Task brief:
Print out every record exactly as it appears.

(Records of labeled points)

===

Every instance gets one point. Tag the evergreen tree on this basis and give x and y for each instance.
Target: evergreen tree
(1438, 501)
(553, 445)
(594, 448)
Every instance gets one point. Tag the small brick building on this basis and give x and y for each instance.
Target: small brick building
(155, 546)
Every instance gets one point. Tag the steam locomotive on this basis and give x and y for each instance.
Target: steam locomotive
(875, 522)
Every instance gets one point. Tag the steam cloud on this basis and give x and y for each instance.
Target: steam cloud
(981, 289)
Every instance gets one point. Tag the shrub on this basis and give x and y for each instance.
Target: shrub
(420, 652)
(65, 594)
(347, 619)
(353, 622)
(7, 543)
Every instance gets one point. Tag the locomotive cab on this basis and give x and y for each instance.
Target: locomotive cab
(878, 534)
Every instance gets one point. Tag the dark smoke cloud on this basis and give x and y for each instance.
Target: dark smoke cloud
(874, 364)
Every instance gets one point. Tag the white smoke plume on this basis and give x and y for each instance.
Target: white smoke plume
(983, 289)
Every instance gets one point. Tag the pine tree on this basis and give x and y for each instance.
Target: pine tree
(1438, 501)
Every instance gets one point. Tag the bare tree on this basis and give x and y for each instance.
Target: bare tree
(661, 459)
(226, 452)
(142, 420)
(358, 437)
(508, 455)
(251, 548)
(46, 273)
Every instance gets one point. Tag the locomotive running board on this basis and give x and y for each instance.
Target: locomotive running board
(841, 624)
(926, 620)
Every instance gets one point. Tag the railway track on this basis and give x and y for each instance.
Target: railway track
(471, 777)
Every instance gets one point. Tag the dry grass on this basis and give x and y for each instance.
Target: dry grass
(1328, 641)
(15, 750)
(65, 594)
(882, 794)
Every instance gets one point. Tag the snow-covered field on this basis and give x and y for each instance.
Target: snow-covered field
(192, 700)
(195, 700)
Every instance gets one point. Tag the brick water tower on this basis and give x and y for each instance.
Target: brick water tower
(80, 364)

===

The solution:
Every instance gets one point. Tag the evergreen tree on this basis and give x and y for each instance.
Target: evergreen tree
(1438, 501)
(553, 445)
(594, 448)
Every instance gets one point. Tag the small brick building on this basis and give x and y for each instance.
Target: small brick building
(155, 546)
Every instance gets one point. Tag the steam locomotive on this basis and give x and y for each instance.
Target: steam locomotive
(875, 522)
Every instance gets one point. Tag the steam cloud on this basis and give x and y for each instance.
Target: steam cloud
(981, 289)
Every instance gets one point. Tag the shrub on this basis and give x and y for each instance.
Target: shrub
(420, 652)
(65, 594)
(347, 619)
(353, 622)
(7, 543)
Every instance gets one point. Tag the locomotive cab on this basis and give x and y for each instance.
Target: locomotive cab
(878, 534)
Every instance gets one point. Tag the dark smoke cloud on this basis and give x and y for each instance.
Target: dark smoke cloud
(874, 364)
Every instance gets one point. Tag the white smoke plume on this basis and give x and y for each instance.
Target: white smoke plume
(983, 289)
Every instance gets one point. Tag the pine tree on this basis and give x and y for each instance.
Target: pine tree
(1438, 501)
Every instance gets one point. Tag the bare tree on this basis and give x and y for each instance.
Target: bare tree
(661, 459)
(226, 452)
(142, 420)
(358, 437)
(508, 455)
(251, 548)
(46, 273)
Every instance gets one point. Tag the locomotive running board on this basis and give x and y for each instance.
Target: locomotive running board
(841, 624)
(926, 620)
Every instance gets one point. Tag the railway track on this basis and give x and y for each instance.
Target: railway track
(471, 777)
Every instance gets one point. Tag the dry grass on this basis and give x and y for each instance.
Target: dry grass
(1328, 641)
(15, 750)
(65, 594)
(882, 794)
Every instance gets one point. Tag the snow-covered field on this basis and give x and y for each instance.
Target: snow-covered field
(192, 700)
(195, 700)
Every instance gets one point. Tag the brick water tower on this basis and give x and y for each instance.
Target: brick water tower
(80, 364)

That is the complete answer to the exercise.